== REQUEST ==
In the rows from the line with "Where can the hiking" through the end of the rows, swap "hiking boot" for "leather boot" and write out those lines again with nothing else changed.

Dataset records about object locations:
◇ ◇ ◇ ◇ ◇
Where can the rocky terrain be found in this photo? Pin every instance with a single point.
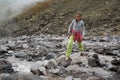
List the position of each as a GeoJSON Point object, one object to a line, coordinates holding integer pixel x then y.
{"type": "Point", "coordinates": [33, 44]}
{"type": "Point", "coordinates": [53, 17]}
{"type": "Point", "coordinates": [43, 58]}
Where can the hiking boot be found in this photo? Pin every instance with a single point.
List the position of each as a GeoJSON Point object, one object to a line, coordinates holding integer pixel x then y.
{"type": "Point", "coordinates": [81, 54]}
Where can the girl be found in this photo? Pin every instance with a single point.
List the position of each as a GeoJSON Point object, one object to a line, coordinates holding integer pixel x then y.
{"type": "Point", "coordinates": [76, 32]}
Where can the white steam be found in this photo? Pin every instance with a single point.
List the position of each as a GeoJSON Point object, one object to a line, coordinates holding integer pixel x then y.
◇ ◇ ◇ ◇ ◇
== OUTPUT ==
Where can the leather boot be found in this photo? Pin every instance with a single point.
List the position of each as a GeoJSON Point object, one object to a line, coordinates holding integer pixel x then y.
{"type": "Point", "coordinates": [81, 54]}
Where can the girl be found in this photo? Pin every instance with a single point.
List the position of each as a GeoJSON Point object, one object to a line, coordinates holding integer pixel x then y.
{"type": "Point", "coordinates": [76, 32]}
Where can the white steam be found in this photo? Pin every instance with a single point.
List the position of each as a GeoJSON Point object, one object to a line, coordinates holding integer pixel x then y.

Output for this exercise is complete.